**AIM OF THE TASK:** All entries are to be quoted exactly; the images stay out of the copy.

Stored data:
···
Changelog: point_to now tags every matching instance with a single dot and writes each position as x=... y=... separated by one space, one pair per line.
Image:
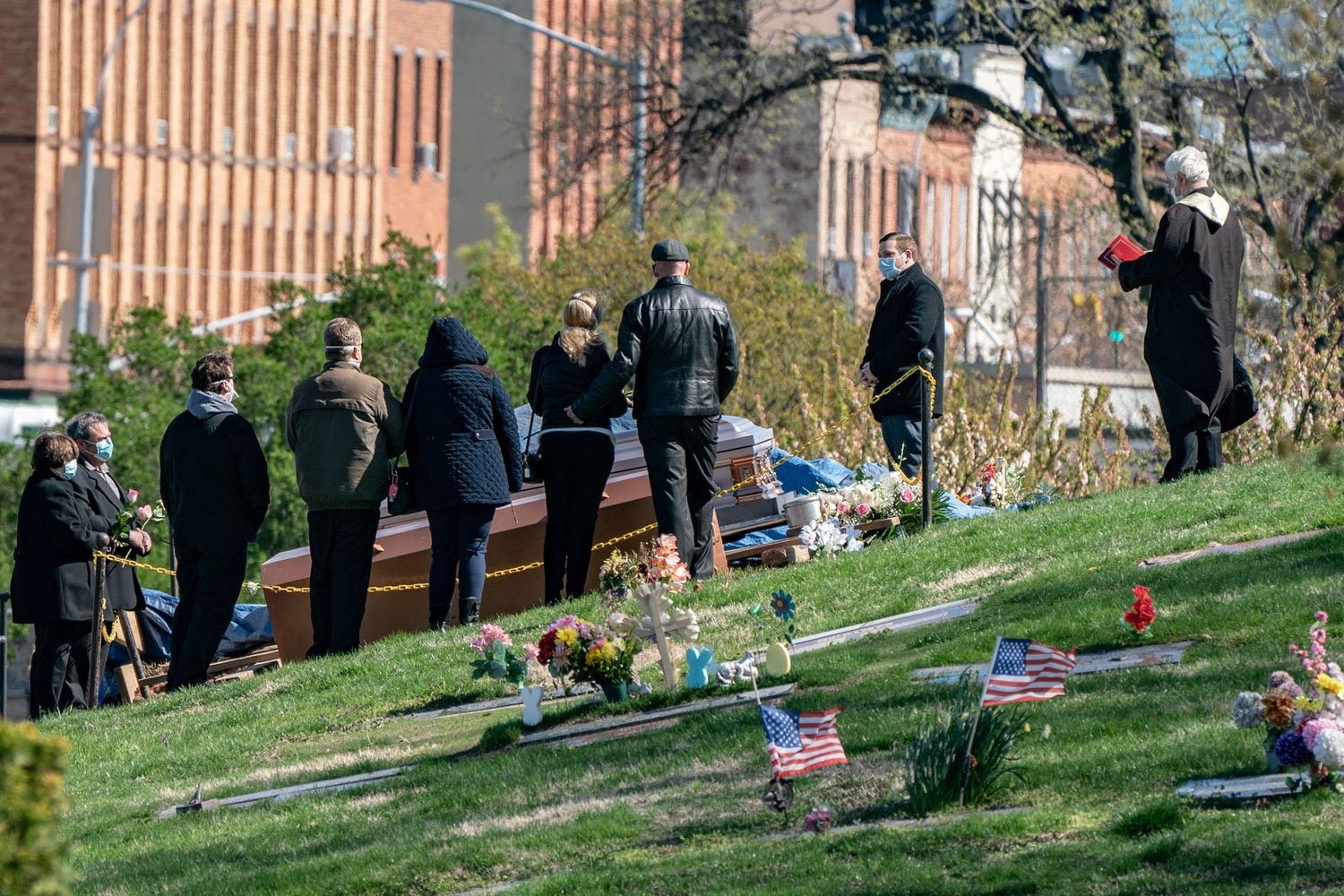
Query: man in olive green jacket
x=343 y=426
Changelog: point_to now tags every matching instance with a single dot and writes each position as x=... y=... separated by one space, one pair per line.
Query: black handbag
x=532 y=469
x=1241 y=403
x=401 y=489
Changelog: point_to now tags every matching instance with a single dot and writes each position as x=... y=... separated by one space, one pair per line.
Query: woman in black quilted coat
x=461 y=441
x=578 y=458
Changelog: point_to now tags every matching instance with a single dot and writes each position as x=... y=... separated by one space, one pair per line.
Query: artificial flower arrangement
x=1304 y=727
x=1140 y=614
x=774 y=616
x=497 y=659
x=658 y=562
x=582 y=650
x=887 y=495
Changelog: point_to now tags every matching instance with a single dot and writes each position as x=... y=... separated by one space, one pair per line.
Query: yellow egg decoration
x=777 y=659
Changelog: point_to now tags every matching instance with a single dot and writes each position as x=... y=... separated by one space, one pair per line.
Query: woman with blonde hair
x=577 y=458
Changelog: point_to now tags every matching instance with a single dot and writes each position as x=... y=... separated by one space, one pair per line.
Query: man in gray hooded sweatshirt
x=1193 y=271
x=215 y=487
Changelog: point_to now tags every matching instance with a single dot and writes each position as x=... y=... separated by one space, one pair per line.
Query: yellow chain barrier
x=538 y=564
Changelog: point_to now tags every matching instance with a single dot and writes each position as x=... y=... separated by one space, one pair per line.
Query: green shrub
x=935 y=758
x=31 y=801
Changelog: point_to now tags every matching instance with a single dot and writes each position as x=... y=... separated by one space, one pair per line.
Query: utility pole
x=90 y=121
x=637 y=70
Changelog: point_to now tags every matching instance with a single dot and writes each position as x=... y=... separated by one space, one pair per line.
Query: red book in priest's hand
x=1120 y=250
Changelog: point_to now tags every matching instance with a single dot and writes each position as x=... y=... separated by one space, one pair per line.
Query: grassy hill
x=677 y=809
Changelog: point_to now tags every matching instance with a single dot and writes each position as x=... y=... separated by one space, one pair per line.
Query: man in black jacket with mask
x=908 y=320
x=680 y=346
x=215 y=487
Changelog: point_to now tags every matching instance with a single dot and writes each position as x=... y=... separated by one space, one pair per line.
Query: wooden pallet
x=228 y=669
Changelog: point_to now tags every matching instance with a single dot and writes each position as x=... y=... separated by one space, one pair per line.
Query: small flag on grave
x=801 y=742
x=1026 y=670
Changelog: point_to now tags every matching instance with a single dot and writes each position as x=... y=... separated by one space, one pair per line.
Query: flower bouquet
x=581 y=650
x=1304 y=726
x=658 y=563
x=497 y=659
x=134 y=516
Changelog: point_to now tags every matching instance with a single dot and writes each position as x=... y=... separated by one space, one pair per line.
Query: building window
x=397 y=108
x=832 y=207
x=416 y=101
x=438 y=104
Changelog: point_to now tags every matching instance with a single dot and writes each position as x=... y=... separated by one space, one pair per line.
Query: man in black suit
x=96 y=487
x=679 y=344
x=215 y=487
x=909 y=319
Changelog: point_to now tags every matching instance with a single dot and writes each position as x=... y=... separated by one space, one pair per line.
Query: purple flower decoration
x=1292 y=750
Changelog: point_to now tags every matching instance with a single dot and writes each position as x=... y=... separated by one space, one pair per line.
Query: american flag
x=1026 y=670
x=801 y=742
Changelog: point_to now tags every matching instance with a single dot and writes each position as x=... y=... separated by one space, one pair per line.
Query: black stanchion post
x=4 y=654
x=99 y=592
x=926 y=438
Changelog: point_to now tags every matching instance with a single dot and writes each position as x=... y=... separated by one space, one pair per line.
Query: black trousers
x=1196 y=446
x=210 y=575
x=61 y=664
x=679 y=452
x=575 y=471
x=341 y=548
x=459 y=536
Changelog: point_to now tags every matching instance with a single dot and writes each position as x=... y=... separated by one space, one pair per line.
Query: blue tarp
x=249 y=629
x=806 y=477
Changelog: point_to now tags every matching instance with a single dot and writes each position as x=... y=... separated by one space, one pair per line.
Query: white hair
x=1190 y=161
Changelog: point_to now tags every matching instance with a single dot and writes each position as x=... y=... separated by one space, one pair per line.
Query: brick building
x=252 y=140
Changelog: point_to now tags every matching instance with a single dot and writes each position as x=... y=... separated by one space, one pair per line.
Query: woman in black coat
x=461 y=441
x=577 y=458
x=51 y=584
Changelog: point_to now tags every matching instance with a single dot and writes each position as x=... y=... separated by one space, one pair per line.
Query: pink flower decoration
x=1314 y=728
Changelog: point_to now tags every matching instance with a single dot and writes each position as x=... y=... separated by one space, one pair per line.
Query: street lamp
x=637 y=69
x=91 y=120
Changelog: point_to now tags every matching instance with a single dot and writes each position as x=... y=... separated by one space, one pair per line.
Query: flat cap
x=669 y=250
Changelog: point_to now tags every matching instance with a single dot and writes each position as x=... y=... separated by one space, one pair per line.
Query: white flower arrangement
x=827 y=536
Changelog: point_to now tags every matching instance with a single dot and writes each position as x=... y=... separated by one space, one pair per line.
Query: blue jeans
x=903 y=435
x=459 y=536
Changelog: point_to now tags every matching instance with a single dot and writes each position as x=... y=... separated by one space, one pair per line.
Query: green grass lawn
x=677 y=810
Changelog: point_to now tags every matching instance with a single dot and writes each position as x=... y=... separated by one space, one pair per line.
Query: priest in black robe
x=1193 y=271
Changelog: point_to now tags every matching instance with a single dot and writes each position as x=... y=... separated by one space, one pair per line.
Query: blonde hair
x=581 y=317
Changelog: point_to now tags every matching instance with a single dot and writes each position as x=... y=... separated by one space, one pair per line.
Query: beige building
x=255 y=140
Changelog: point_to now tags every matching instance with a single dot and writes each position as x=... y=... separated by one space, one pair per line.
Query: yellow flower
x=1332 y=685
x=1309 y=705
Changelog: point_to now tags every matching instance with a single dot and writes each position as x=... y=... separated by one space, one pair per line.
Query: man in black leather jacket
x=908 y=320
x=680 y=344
···
**RESULT BELOW:**
Changelog: point_to now tags every matching instance with a single dot and writes each position as x=... y=... separated by one space, one pair per line.
Image:
Query: man in olive green jacket
x=343 y=426
Changelog: point_to now tags every matching instance with a single dot and writes each position as x=... y=... separated by one space, one pair per line.
Query: black handbag
x=532 y=469
x=1241 y=403
x=401 y=489
Changelog: point_to now tags every matching instance with a single dot and writes each position as x=... y=... separated by one space, one pair per line.
Query: woman in black quilted coat
x=461 y=441
x=578 y=458
Changelog: point_to now tags every matching instance with a single dot and writes each position as x=... y=... separated by one space, one pair per line.
Query: artificial flower arrangement
x=1304 y=727
x=1140 y=614
x=774 y=616
x=497 y=659
x=658 y=562
x=582 y=650
x=887 y=495
Changelog: point_to now tags every matching instance with a single dot and writes each position as x=... y=... separated by one space, one pair per line.
Query: yellow egg decoration
x=777 y=659
Changelog: point_to now tags every matching instance with a single dot and writes each position as x=... y=... separated by one space, one pair per line.
Query: woman with blonde hair
x=577 y=458
Changelog: point_to now tags every matching instance with a single dot and writes each position as x=... y=... separated by one space, one pair per line.
Query: man in gray hooded sweatshirt
x=1193 y=271
x=215 y=487
Changelog: point_to now tags every matching instance with a single dot and writes each position as x=... y=... separated by one space, one pair per line.
Query: yellow chain barrier
x=538 y=564
Changelog: point_to now tags every matching instance with a single dot and writes each position as x=... y=... separated by one space, one pair per line.
Query: green shrub
x=935 y=758
x=31 y=801
Changelog: point_to now tags every matching instance with a single dot and writes each position as x=... y=... separated by one space, one pair per line.
Query: utility pole
x=90 y=121
x=637 y=70
Changelog: point_to now tags every matching instance with a single dot and writes each position as x=... y=... separated by one space, one pair per line.
Query: red book in priest's hand
x=1120 y=250
Changelog: point_to now tags every matching instance with a single dot and writes each position as x=... y=... separated by one space, one pair per line.
Query: grassy hill
x=677 y=809
Changelog: point_to now tags every matching instance with a single dot and writes each position as x=... y=... separated by one space, one pair per line.
Query: man in black jacket with mask
x=908 y=320
x=680 y=346
x=215 y=487
Changelog: point_to now tags every matching instance with a single dot and writes each position as x=... y=... separated by one space, one pair per line.
Query: wooden pallet
x=228 y=669
Changelog: point_to now tags every matching instance with a single dot and writes each position as x=... y=... separated by one space, one pair per line.
Query: small flag on grave
x=801 y=742
x=1026 y=670
Changelog: point_to now tags every matching instance with a single dot and writes each position as x=... y=... separated by one space, one pair per line.
Query: flower bouquet
x=581 y=650
x=1304 y=726
x=658 y=563
x=497 y=659
x=134 y=516
Changelog: point_to now tags every matching instance with a single dot and writes each position as x=... y=... separated by one space, one pair per line.
Query: building window
x=397 y=108
x=832 y=207
x=416 y=101
x=438 y=104
Changelog: point_to now tags every matching instance with a single dot and writes each position as x=... y=... separated by one space, one pair per line.
Query: man in black suit
x=96 y=487
x=679 y=344
x=215 y=487
x=909 y=319
Changelog: point_to now tags every matching instance with a single dot and writes each position as x=... y=... separated by one space, one pair per line.
Query: purple flower decoration
x=1292 y=750
Changelog: point_to now tags every matching instance with a single dot and writes each position as x=... y=... separated by one space, one pair per line.
Query: american flag
x=1026 y=670
x=801 y=742
Changelog: point_to now tags every matching instance with a single dot and writes each position as x=... y=... separated by one space, one pair per line.
Query: black stanchion post
x=4 y=654
x=99 y=592
x=926 y=438
Changelog: point_to now tags every matching instance with a single dot and writes each position as x=... y=... separated by one space, one pair per line.
Query: black trousers
x=1196 y=446
x=210 y=575
x=61 y=664
x=679 y=452
x=575 y=471
x=341 y=548
x=459 y=536
Changelog: point_to now tags every matching instance with a single dot and writes each position as x=... y=... separated by one space, one pair per line.
Query: blue tarp
x=249 y=629
x=806 y=477
Changelog: point_to now tags every matching instance with a single dot and writes each position as x=... y=... separated by one space, one pair per line.
Query: white hair
x=1190 y=161
Changelog: point_to now tags every matching instance with a single dot and writes each position as x=... y=... separated by one space, one pair per line.
Query: brick building
x=252 y=140
Changelog: point_to now tags every matching instance with a single dot and writes each position as x=... y=... separated by one space, one pair per line.
Query: woman in black coat
x=461 y=441
x=577 y=458
x=51 y=584
Changelog: point_to now tags every matching instance with a single dot and writes each position as x=... y=... separated by one space, one pair per line.
Query: pink flower decoration
x=1314 y=728
Changelog: point_to now tags every matching instance with a single dot and writes each position as x=... y=... separated by one space, one pair per line.
Query: street lamp
x=637 y=69
x=91 y=120
Changelog: point_to now tags every matching instance with a single dot and writes each position as x=... y=... separated by one space, one pair per line.
Query: flat cap
x=669 y=250
Changelog: point_to now tags every matching instance with a single dot and writes each position as x=... y=... separated by one space, one pair per line.
Query: white flower arrangement
x=827 y=536
Changelog: point_to now tags every matching instance with a single dot and writes each position as x=... y=... separated by one space, one pair per line.
Query: blue jeans
x=903 y=435
x=459 y=536
Changelog: point_to now tags every matching instance with a single dot and writes each position as x=... y=... separated by one space, one pair per line.
Query: green grass lawn
x=677 y=810
Changelog: point_to now tags every matching instance with a single dot and writes each position as x=... y=... separated by one space, one pair per line.
Query: priest in black robe
x=1193 y=271
Changelog: point_to now tags every matching instance with a single dot and writes each position as x=... y=... separated by one space, one pair per line.
Query: blonde hair
x=581 y=317
Changelog: point_to now tags every matching instance with a single dot and writes each position as x=... y=... separated by one space, one pair per line.
Query: beige building
x=255 y=140
Changelog: point_to now tags every matching instance with a single dot and writes each position as x=... y=... separated by one space, one pair per line.
Query: yellow flower
x=1332 y=685
x=1309 y=705
Changelog: point_to now tags every matching instance with a single dot and writes each position as x=... y=... separated by one space, one pair per line.
Query: man in black leather jacket
x=908 y=320
x=680 y=344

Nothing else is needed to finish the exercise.